- **Labeled area outline listing**
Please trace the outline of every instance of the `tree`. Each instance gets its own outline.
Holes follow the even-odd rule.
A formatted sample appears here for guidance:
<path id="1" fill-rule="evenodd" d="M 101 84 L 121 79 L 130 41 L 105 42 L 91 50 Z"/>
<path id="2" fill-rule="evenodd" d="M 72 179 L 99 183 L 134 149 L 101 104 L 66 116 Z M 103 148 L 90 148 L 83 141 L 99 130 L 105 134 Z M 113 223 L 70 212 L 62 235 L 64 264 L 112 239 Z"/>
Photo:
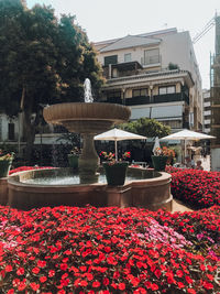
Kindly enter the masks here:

- **Task prompt**
Update the listing above so that "outline" becomes "contour" and nothing else changes. Leave out the pictures when you give the lines again.

- **Full solution**
Please trace the contour of every instance of the `tree`. Each instance gets its own contour.
Holes follow the even-odd rule.
A formatted sample appears here for guidance:
<path id="1" fill-rule="evenodd" d="M 101 84 L 121 79 L 130 41 L 105 42 L 91 50 Z"/>
<path id="2" fill-rule="evenodd" d="M 72 179 L 99 183 L 134 149 L 101 104 L 66 116 Z M 103 148 L 90 148 L 83 141 L 99 130 L 105 134 Z M 113 223 L 70 212 L 62 235 L 64 264 L 112 239 Z"/>
Photo:
Kindly enter the masks here:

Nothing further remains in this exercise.